### PASSAGE PROVIDED

○ ○ ○ ○ ○

BRIEF DESCRIPTION OF THE DRAWINGS
FIG. 1 is a circuit block diagram showing a conventional
discharging lamp lighting apparatus;
FIG. 2 is a circuit block diagram showing the embodiment 1 of the
present invention;
FIG. 3 is a flow chart showing an operation of a control section in
the embodiment 1;
FIG. 4 is a flow chart showing power control in the embodiment;
FIG. 5 is an explanatory view showing a power control pattern in
the embodiment;
FIG. 6 is an explanatory view showing a current/voltage
characteristic of a discharging lamp in the embodiment;
FIGS. 7A-7C are explanatory views showing rise characteristics of
the discharging lamp in the embodiment;
FIG. 8 is a circuit block diagram showing an essential part of the
embodiment 2 of the present invention; and
FIG. 9 is a flow chart showing an operation of a control section in
the embodiment 2.
DETAILED DESCRIPTION OF THE PREFERRED EMBODIMENTS
Preferred embodiments of the invention will now be described in
detail referring to the accompanying drawings.
EMBODIMENT 1
FIG. 2 is a circuit block diagram showing a discharging lamp
lighting apparatus according to the first embodiment of the present
invention. In FIG. 2, reference numeral 1 means a battery, 2 means
an inverter circuit, 3 is a drive section for performing, for
example, signal amplification, 4 is LC series resonance circuit, 5
is a discharging lamp, 6 is a self-excited oscillation circuit
serving as a primary oscillation section to output resonance
frequency, 7 is TTL level converting circuit for converting level
of input signal into TTL level, 8 is a switch, 9 is a voltage
detecting circuit for detecting a value according to voltage across
electrodes of the discharging lamp 5, 10 is a current transformer,
11 is a current detecting circuit for detecting current flowing
through the discharging lamp 5 via the current transformer 10, 12
is a dielectric breakdown detecting circuit for detecting
dielectric breakdown of the discharging lamp 5 via the current
transformer 10, 13 is a control section, and 14 is a light switch
mounted to a vehicle.
In the inverter circuit 2, reference numerals 2a, 2b mean switching
devices which are alternately turned 0N and OFF so as to convert DC
current of the battery 1 into AC current, 2c means a boosting
transformer for boosting the AC current to a predetermined value,
and 2d is a coupling capacitor for conducting the AC current to a
next stage.
In the LC series resonance circuit 4, reference numeral 4a means a
choke coil, 4b, 4c mean capacitors, and 4d is a resistor. In order
to avoid reduction of Q (quality factor) of the resonance circuit,
a value of resistance in the resistor 4d is defined as a negligible
value as compared to effective resistance due to the choke coil 4a
and the capacitors 4b, 4c in resonance.
The control section 13 includes, for example, a microcomputer, and
serves to indicate ON/OFF of the switch 8 and control frequency
supplied for the inverter circuit 2 depending upon output signals
from the voltage detecting circuit 9, the current detecting circuit
11, and the dielectric breakdown detecting circuit 12.
In this case, the power supply is implemented by the battery 1, the
inverter circuit 2 and the LC series resonance circuit 4, the
dielectric breakdown detector is implemented by the current
transformer 10 and the dielectric breakdown detecting circuit 12,
and voltage detection is implemented by the voltage detecting
circuit 9 and the current transformer 10. Further, control is
implemented by the control section 13 such as microcomputer, and
stable voltage storing circuit is also implemented by the control
section 13. In addition, a timer for stable voltage storage is
implemented by, for example, a time in the microcomputer, and the
control section 13 further includes a decision section.

○ ○ ○ ○ ○

### SUPPLIED MATERIAL
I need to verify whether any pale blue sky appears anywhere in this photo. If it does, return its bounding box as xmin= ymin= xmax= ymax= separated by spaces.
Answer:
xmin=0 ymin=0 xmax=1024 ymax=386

○ ○ ○ ○ ○

### WHAT YOU SHOULD DO
Can you repeat word for word the portion of the discharging lamp description above between "The control section 13 includes, for" and "detecting circuit 12.", inclusive?

### RESULT OF THE TASK
The control section 13 includes, for example, a microcomputer, and
serves to indicate ON/OFF of the switch 8 and control frequency
supplied for the inverter circuit 2 depending upon output signals
from the voltage detecting circuit 9, the current detecting circuit
11, and the dielectric breakdown detecting circuit 12.